Action item: Work out the number of lines in the records that include the word "Target"; reply with that number alone.

Saved entries
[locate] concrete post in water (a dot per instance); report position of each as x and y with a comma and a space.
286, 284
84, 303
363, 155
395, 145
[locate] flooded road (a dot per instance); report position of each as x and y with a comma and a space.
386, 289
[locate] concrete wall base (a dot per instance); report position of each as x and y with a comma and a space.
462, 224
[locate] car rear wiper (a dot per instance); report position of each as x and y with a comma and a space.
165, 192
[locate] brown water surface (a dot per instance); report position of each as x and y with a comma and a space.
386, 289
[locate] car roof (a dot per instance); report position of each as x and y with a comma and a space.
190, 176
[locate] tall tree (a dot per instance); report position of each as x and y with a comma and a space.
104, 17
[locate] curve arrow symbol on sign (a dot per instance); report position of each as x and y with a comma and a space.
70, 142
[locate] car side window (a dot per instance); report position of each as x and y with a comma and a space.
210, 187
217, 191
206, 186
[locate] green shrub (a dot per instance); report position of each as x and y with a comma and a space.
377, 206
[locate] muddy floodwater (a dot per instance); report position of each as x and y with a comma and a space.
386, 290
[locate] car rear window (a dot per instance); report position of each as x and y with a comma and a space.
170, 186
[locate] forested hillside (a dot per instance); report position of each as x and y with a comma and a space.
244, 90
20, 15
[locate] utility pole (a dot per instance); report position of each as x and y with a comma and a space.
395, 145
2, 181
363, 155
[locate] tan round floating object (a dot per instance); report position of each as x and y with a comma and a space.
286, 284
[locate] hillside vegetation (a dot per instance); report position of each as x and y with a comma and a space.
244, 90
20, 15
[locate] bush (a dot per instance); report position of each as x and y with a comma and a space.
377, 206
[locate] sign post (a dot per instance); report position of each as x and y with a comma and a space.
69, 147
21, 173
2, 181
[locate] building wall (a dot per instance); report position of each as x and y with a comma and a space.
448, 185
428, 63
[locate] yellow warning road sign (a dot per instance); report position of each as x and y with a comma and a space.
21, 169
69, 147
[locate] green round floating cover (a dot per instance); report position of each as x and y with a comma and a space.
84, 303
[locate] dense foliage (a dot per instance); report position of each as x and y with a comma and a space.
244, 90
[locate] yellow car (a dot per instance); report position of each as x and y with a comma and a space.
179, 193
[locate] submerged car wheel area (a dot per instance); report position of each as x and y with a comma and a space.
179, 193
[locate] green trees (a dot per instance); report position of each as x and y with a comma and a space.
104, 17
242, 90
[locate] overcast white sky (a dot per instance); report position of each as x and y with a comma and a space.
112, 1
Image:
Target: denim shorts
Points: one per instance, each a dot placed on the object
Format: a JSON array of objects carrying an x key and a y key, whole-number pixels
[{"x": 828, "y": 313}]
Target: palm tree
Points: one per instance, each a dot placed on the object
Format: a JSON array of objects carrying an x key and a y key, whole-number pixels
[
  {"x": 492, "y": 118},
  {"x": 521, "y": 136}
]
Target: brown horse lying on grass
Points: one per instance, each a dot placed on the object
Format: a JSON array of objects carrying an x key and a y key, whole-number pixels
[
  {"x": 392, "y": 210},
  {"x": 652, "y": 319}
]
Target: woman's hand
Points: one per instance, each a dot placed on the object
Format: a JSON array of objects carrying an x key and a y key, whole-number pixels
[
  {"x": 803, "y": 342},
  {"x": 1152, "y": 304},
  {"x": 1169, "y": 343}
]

Result: 4